◆ Objective ◆
Report every line of the listing below that contains the string "building", and copy each such line in full. Treat matches as case-sensitive.

◆ Records supplied ◆
****************
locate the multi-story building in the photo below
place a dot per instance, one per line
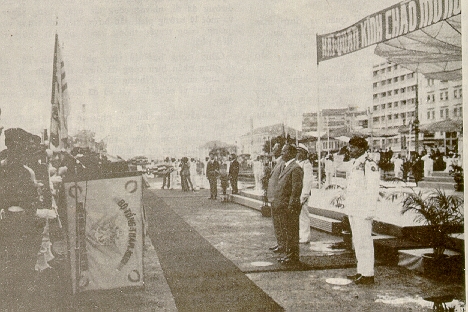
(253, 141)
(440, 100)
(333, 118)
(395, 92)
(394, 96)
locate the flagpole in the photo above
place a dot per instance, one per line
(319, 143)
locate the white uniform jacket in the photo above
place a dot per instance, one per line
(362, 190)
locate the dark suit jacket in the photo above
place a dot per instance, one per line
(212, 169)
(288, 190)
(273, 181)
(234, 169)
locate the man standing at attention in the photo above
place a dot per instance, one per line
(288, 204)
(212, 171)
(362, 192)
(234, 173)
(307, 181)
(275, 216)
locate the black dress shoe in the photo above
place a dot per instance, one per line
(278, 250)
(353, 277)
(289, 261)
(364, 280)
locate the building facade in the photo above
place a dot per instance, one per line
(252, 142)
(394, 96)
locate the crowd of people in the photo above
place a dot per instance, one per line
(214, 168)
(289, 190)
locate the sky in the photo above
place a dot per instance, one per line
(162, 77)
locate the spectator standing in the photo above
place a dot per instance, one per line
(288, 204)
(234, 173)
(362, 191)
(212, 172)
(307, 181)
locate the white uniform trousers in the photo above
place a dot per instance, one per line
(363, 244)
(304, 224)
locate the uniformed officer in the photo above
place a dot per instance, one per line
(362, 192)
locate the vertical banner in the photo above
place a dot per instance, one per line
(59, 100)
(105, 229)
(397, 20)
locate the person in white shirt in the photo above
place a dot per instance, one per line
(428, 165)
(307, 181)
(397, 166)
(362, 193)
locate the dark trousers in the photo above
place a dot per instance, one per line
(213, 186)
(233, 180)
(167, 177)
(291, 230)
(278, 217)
****************
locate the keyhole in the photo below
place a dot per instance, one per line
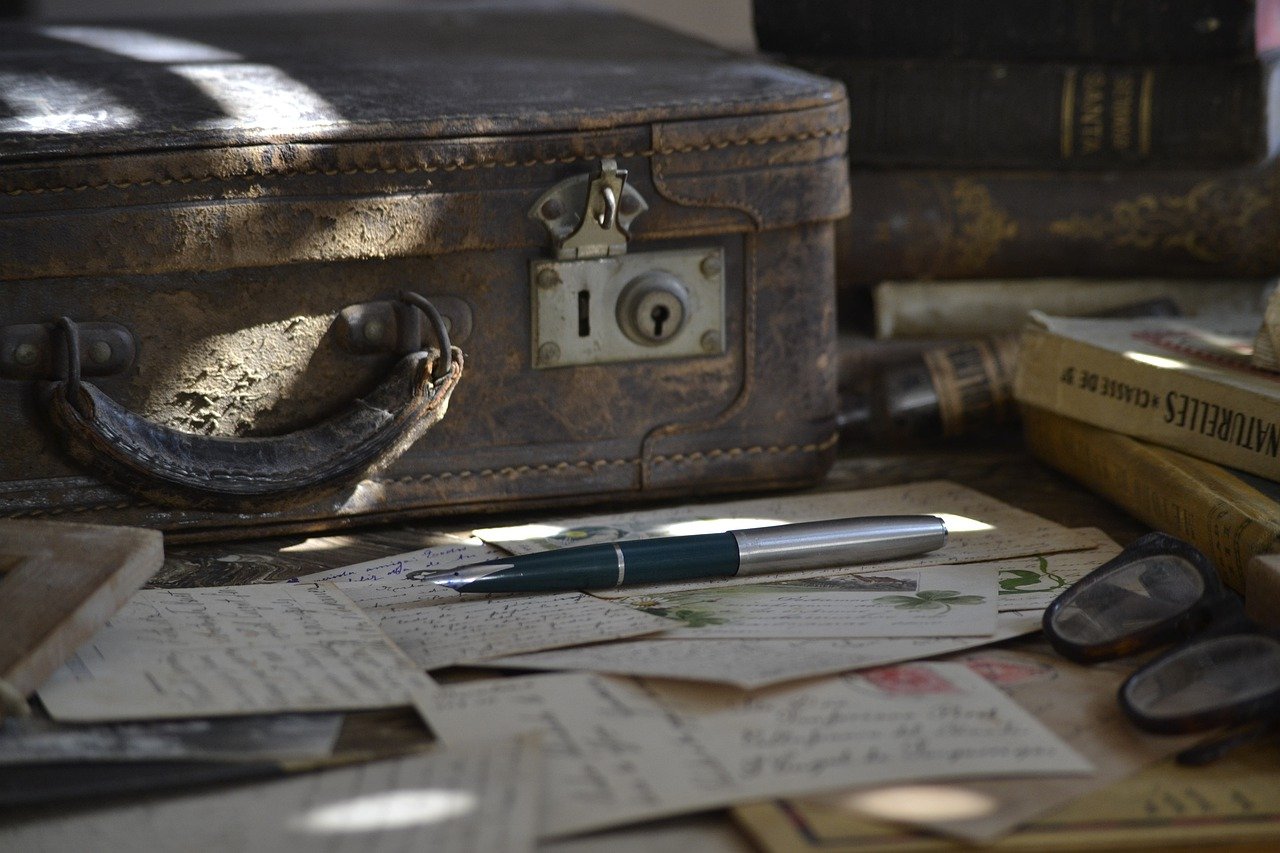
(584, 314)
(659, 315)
****************
◆ Output for this exercise ◆
locate the multi-story building in the photo below
locate the building facade in the photo above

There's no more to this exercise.